## [What the task requires]
Write out all of the records precisely. Skip anything that is a picture.

=====

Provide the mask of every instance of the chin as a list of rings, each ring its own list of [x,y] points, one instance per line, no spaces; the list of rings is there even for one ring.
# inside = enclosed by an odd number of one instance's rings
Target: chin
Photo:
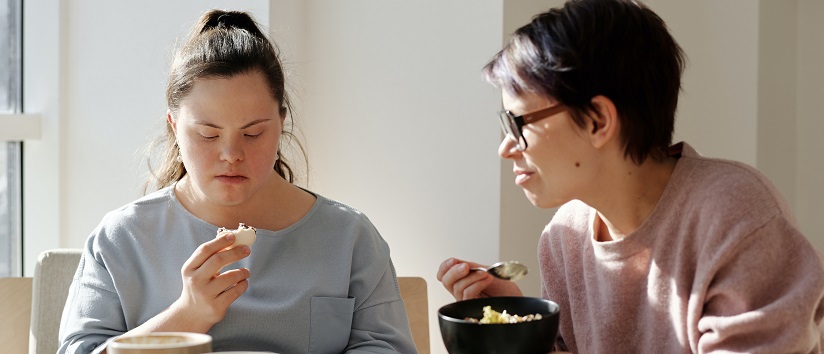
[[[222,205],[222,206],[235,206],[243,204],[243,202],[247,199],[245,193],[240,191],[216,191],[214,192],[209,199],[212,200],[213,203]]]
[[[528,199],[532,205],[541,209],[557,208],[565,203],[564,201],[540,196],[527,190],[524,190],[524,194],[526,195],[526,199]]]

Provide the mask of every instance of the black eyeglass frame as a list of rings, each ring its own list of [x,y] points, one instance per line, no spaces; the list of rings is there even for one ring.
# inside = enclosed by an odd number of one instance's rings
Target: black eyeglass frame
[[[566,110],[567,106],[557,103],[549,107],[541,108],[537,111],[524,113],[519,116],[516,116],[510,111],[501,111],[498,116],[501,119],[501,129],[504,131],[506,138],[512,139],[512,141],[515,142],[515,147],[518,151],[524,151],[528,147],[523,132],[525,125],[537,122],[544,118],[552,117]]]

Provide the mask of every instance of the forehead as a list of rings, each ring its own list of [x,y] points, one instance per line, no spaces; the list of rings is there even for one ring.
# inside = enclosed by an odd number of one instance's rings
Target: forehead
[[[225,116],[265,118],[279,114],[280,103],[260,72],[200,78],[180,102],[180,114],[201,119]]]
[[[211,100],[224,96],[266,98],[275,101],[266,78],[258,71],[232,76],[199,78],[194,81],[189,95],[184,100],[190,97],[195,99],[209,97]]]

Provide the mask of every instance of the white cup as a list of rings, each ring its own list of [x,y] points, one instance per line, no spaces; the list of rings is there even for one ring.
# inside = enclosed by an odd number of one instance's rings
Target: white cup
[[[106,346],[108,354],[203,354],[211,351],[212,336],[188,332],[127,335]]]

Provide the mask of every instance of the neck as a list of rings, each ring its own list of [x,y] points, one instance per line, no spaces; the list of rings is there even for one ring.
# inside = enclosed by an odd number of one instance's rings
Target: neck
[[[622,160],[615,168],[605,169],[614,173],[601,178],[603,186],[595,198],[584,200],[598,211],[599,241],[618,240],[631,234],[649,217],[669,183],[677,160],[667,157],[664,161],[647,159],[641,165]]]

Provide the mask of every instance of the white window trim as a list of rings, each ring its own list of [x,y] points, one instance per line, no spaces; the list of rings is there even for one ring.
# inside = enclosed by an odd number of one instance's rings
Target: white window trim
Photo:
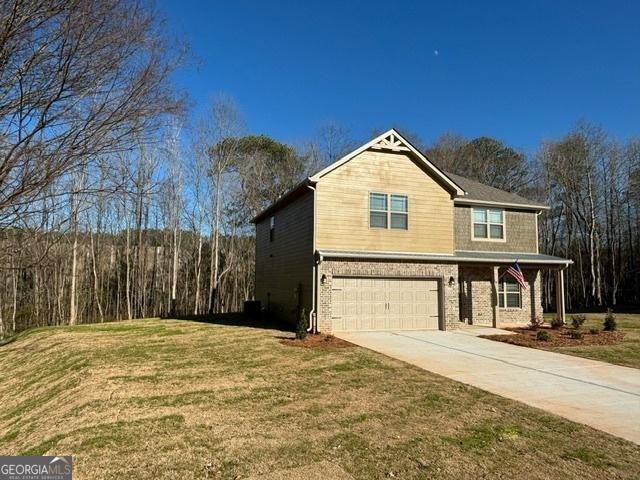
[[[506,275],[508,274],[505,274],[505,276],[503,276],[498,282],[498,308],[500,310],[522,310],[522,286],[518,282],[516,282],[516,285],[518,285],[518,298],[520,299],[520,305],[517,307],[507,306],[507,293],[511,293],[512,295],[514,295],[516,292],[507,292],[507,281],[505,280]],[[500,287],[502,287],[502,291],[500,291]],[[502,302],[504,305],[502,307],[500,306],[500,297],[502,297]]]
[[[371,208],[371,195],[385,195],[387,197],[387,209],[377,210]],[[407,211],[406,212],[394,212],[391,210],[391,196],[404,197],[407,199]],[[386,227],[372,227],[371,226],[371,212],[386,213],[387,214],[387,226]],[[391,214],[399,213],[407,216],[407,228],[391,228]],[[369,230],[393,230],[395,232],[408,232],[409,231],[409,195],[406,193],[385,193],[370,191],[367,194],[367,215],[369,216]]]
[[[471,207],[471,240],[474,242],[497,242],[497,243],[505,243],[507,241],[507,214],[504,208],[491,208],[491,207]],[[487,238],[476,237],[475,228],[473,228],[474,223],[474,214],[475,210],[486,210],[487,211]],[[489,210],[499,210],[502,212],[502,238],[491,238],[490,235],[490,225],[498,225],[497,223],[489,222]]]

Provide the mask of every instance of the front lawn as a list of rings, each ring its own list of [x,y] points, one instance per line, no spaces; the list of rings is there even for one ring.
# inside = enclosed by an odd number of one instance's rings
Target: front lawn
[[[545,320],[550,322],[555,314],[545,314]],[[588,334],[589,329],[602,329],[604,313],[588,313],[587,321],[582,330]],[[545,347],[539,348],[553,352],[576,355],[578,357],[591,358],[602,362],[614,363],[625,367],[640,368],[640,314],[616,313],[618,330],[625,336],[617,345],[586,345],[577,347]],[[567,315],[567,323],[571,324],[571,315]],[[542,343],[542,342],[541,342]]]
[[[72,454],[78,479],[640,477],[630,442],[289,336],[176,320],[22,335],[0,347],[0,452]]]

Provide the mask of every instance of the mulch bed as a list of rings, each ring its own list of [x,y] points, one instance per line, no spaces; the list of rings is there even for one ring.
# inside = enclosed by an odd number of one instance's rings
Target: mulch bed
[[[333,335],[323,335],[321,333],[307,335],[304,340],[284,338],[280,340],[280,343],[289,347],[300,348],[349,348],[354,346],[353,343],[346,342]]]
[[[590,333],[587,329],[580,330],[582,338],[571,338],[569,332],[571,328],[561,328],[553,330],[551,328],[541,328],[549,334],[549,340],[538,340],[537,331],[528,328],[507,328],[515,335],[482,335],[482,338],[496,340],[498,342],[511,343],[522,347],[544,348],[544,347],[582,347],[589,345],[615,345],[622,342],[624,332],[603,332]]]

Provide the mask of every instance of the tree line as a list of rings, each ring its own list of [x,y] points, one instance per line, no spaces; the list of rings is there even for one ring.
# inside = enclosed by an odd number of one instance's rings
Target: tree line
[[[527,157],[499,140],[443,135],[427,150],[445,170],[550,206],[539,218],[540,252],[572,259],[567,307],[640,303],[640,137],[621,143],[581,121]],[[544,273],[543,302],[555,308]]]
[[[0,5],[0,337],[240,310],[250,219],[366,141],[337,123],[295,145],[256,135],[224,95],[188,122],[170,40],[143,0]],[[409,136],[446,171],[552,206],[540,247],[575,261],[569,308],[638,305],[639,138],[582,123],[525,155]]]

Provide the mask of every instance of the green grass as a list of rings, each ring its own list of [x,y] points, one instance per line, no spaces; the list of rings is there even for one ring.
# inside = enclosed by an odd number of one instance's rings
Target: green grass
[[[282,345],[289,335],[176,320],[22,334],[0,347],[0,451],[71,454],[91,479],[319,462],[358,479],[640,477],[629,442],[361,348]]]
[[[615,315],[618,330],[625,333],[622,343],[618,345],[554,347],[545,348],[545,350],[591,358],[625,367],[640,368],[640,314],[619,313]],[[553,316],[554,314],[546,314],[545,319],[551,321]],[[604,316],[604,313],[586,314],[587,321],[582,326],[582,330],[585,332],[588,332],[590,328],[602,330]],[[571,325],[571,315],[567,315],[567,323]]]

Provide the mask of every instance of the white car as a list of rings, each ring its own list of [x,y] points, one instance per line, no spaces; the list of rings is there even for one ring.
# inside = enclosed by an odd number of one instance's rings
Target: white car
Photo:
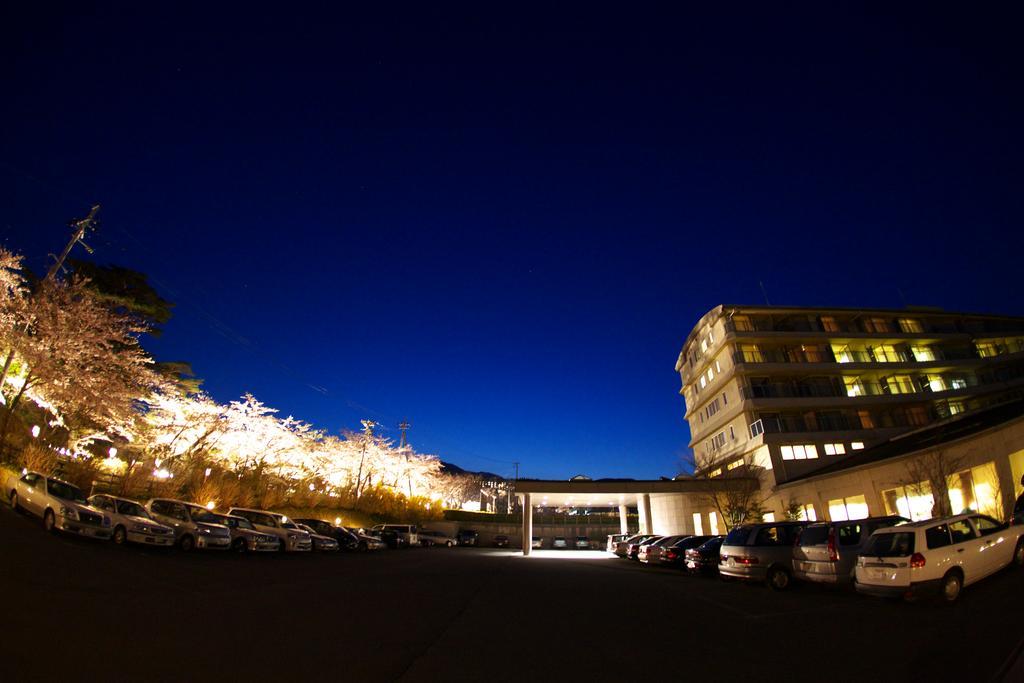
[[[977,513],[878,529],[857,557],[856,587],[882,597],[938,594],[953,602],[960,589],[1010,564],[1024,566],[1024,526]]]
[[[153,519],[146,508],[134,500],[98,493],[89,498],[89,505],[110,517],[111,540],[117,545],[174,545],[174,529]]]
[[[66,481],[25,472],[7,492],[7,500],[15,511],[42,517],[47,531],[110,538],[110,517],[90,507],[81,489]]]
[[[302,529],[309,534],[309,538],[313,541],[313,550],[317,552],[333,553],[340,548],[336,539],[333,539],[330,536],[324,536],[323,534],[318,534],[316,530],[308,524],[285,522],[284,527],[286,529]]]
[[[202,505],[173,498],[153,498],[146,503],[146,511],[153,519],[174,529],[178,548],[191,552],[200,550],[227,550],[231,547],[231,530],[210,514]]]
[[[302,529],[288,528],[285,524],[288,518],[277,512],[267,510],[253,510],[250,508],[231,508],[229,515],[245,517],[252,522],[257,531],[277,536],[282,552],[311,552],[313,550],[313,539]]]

=====

## [Answer for this exercise]
Provide the mask of every instance of the chin as a list of rings, each ring its own list of [x,y] points, one instance per line, no spaces; the list of rings is there even for one ring.
# inside = enclosed by an odd number of one instance's rings
Target: chin
Photo:
[[[222,205],[222,206],[235,206],[243,204],[243,202],[247,199],[245,193],[240,191],[216,191],[214,192],[209,199],[212,200],[213,203]]]
[[[528,199],[532,205],[541,209],[557,208],[565,203],[564,201],[540,196],[527,190],[524,190],[524,194],[526,195],[526,199]]]

Provide the mask of every instance of the black eyeglass frame as a list of rings, each ring its own list of [x,y] points, one instance per line, no spaces; the list of rings is there even for one ring.
# inside = enclosed by an odd number of one instance's rings
Target: black eyeglass frame
[[[566,110],[567,106],[557,103],[549,107],[541,108],[537,111],[524,113],[519,116],[516,116],[510,111],[501,111],[498,116],[501,119],[501,129],[504,131],[506,138],[512,139],[512,141],[515,142],[515,147],[518,151],[524,151],[528,147],[523,132],[525,125],[537,122],[544,118],[552,117]]]

Provide the mask of every instance of the forehead as a list of rings, each ring its own list of [x,y] points, one instance per line, no spaces; the list of rings is there even for one ring.
# inside = enclosed by an odd number of one instance's rings
Target: forehead
[[[225,116],[265,118],[279,114],[280,103],[260,72],[200,78],[180,102],[180,114],[201,119]]]
[[[211,100],[224,96],[266,98],[275,101],[266,78],[258,71],[232,76],[199,78],[194,81],[189,95],[184,100],[190,97],[195,99],[209,97]]]

Provide the mask of every instance of the white cup as a list of rings, each ring its own list of [x,y] points, one instance per line, no spaces; the list of rings is there even for one ring.
# inside = enclosed by an odd number of one instance's rings
Target: white cup
[[[106,346],[108,354],[203,354],[211,351],[212,336],[188,332],[127,335]]]

Provide the mask of every instance of the neck as a list of rings, each ring its own list of [x,y] points, one instance per line, no spaces; the list of rings is there even for one ring.
# inside = enclosed by an odd number of one instance's rings
Target: neck
[[[622,160],[615,168],[605,169],[614,173],[601,178],[603,186],[595,198],[584,200],[598,211],[599,241],[618,240],[631,234],[649,217],[669,183],[677,160],[667,157],[664,161],[647,159],[641,165]]]

Provide the mask of every instance of the white window trim as a list of rings, each ring its own list of [x,y] points, one instance per line, no spaces; the list of rings is there even for one ring.
# inside = enclosed by an odd number of one instance's rings
Target: white window trim
Photo:
[[[506,275],[508,274],[505,274],[505,276],[503,276],[498,282],[498,308],[500,310],[522,310],[522,286],[518,282],[516,282],[516,285],[518,285],[518,298],[520,299],[520,305],[517,307],[507,306],[507,293],[511,293],[512,295],[514,295],[516,292],[507,292],[507,281],[505,280]],[[500,287],[502,287],[502,291],[500,291]],[[502,302],[504,305],[502,307],[500,306],[500,297],[502,297]]]
[[[371,208],[371,195],[385,195],[387,197],[387,209],[377,210]],[[407,211],[406,212],[394,212],[391,210],[391,196],[404,197],[407,199]],[[386,227],[372,227],[371,226],[371,212],[386,213],[387,214],[387,226]],[[391,214],[399,213],[407,216],[407,228],[391,228]],[[369,230],[393,230],[395,232],[408,232],[409,231],[409,195],[406,193],[385,193],[370,191],[367,194],[367,215],[369,216]]]
[[[471,207],[471,240],[474,242],[497,242],[497,243],[505,243],[507,241],[507,214],[504,208],[491,208],[491,207]],[[487,238],[476,237],[475,228],[473,228],[474,223],[474,214],[475,210],[486,210],[487,211]],[[489,210],[499,210],[502,212],[502,238],[491,238],[490,235],[490,225],[498,225],[497,223],[489,222]]]

Provide the mask of every instance of the front lawn as a list of rings, each ring its own list of [x,y] points, one instance per line, no spaces; the list of rings is there even for one ring.
# inside = enclosed by an odd number of one instance's rings
Target: front lawn
[[[545,320],[550,322],[555,314],[545,314]],[[588,334],[589,329],[602,329],[604,313],[588,313],[587,321],[582,330]],[[545,347],[539,348],[553,352],[576,355],[578,357],[591,358],[602,362],[614,363],[625,367],[640,368],[640,314],[616,313],[618,330],[625,336],[617,345],[586,345],[577,347]],[[567,315],[567,323],[571,324],[571,315]],[[542,343],[542,342],[541,342]]]
[[[72,454],[78,479],[640,477],[630,442],[289,336],[176,320],[22,335],[0,347],[0,452]]]

Provide the mask of every instance of the mulch bed as a list of rings, each ring its own list of [x,y] points, one instance per line, no spaces; the list of rings is there even for one ring.
# inside = enclosed by an odd number of one instance's rings
Target: mulch bed
[[[333,335],[323,335],[321,333],[307,335],[304,340],[284,338],[280,340],[280,343],[289,347],[300,348],[349,348],[354,346],[353,343],[346,342]]]
[[[590,333],[587,329],[580,330],[582,338],[571,338],[569,332],[571,328],[561,328],[553,330],[551,328],[541,328],[549,334],[549,340],[538,340],[537,331],[528,328],[507,328],[515,335],[482,335],[482,338],[496,340],[498,342],[511,343],[522,347],[544,348],[544,347],[582,347],[589,345],[615,345],[622,342],[624,332],[603,332]]]

Provide the mask of every instance of the tree line as a list of rings, each ring its own list of [x,y] points, one instance per line, no spaces; the list of rings is there even for one ring.
# inside = enclosed by an odd number of one instance's rings
Target: tree line
[[[527,157],[499,140],[443,135],[427,150],[445,170],[550,206],[539,218],[540,252],[572,259],[567,307],[640,303],[640,137],[621,143],[581,121]],[[544,273],[543,302],[555,308]]]
[[[0,5],[0,337],[240,310],[250,219],[366,141],[337,123],[295,145],[256,135],[224,95],[188,122],[170,40],[143,0]],[[409,136],[446,171],[552,206],[540,247],[575,261],[569,308],[638,305],[639,138],[582,123],[525,155]]]

Provide the mask of every instance of the green grass as a list of rings, each ring its own list of [x,y] points, one instance per line, no spaces; the list of rings is there even for one ring.
# inside = enclosed by an odd number of one instance's rings
Target: green grass
[[[282,345],[289,335],[176,320],[22,334],[0,347],[0,451],[71,454],[91,479],[319,462],[358,479],[640,477],[629,442],[361,348]]]
[[[615,315],[618,330],[625,333],[622,343],[618,345],[554,347],[545,348],[545,350],[591,358],[625,367],[640,368],[640,314],[619,313]],[[553,316],[554,314],[546,314],[545,319],[551,321]],[[604,316],[604,313],[586,314],[587,321],[582,326],[582,330],[585,332],[588,332],[590,328],[602,330]],[[571,325],[571,315],[567,315],[567,323]]]

Provide the mask of every instance of the white car as a list of rings, each ring its own list of [x,y] points, one instance per line, no spaces; the list of rings is there even for one ring.
# inside = enclosed by an odd number of one instance's rings
Target: white car
Photo:
[[[977,513],[878,529],[857,557],[856,587],[882,597],[938,594],[953,602],[960,589],[1010,564],[1024,566],[1024,526]]]
[[[153,519],[146,508],[134,500],[98,493],[89,498],[89,505],[110,517],[111,540],[117,545],[174,545],[174,529]]]
[[[66,481],[25,472],[7,492],[7,500],[15,511],[42,517],[47,531],[110,538],[110,517],[90,507],[81,489]]]
[[[302,529],[309,534],[309,538],[313,541],[313,550],[317,552],[333,553],[340,548],[336,539],[333,539],[330,536],[324,536],[323,534],[318,534],[316,530],[308,524],[285,522],[284,527],[286,529]]]
[[[202,505],[173,498],[153,498],[146,503],[146,511],[153,519],[174,529],[178,548],[191,552],[200,550],[227,550],[231,547],[231,530],[210,514]]]
[[[302,529],[288,528],[285,524],[288,518],[277,512],[267,510],[253,510],[250,508],[231,508],[229,515],[245,517],[252,522],[257,531],[277,536],[282,552],[311,552],[313,550],[313,539]]]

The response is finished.